Short exercise: Copy down all of the data underneath, exactly as shown.

<<<<

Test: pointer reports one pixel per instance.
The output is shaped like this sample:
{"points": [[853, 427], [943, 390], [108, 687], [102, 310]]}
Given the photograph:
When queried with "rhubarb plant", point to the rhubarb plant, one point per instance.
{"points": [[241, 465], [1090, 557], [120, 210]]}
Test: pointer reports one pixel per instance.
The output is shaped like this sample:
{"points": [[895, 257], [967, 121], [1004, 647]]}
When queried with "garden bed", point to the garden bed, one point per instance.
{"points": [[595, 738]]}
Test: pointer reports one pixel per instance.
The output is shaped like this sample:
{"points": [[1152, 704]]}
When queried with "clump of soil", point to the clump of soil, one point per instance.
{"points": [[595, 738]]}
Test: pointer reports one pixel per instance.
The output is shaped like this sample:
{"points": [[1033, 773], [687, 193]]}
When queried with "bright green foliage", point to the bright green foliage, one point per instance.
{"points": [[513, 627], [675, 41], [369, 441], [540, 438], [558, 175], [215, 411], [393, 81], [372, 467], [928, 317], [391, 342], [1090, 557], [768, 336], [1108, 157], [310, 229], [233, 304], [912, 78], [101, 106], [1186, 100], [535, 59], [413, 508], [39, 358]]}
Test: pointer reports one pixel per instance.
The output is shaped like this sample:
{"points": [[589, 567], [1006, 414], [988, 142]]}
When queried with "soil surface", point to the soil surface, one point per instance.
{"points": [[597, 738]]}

>>>>

Expected answer:
Test: pointer reports one pixel per instance.
The output is shaped like this sample:
{"points": [[853, 427], [943, 390], [108, 687], [102, 310]]}
Given the photograph:
When queried with "rhubarb plant", point to the rhubarb plant, one point per instance.
{"points": [[241, 465], [1090, 557], [120, 210]]}
Test: pointer reports one pixel per instance.
The output is shaped like this sample:
{"points": [[895, 257], [967, 121], [1004, 647]]}
When queried with "garden bed", point to the garden bed, one point per instance.
{"points": [[595, 738]]}
Test: pointer reports one pixel per instance.
The output is shaped like this sample:
{"points": [[1152, 704]]}
When queried with "clump of soil", point to the clump of soil, one point per instance.
{"points": [[595, 738]]}
Test: pointer reports one pixel per instance.
The output is shaped like this sample:
{"points": [[1033, 773], [687, 193]]}
When queried with "bright green foliage", point to the bright green foliage, one point per instance.
{"points": [[513, 627], [675, 41], [369, 441], [540, 438], [558, 175], [215, 411], [393, 81], [372, 467], [928, 317], [391, 342], [1090, 557], [768, 336], [1108, 157], [310, 229], [233, 304], [912, 78], [101, 106], [1186, 100], [535, 59], [413, 508], [39, 358]]}
Test: pointer reports one pixel per instance.
The output is shaped like this sample:
{"points": [[589, 567], [1006, 414], [988, 142]]}
When queried with "soil surface", point to the soil surface, one point per instance.
{"points": [[597, 738]]}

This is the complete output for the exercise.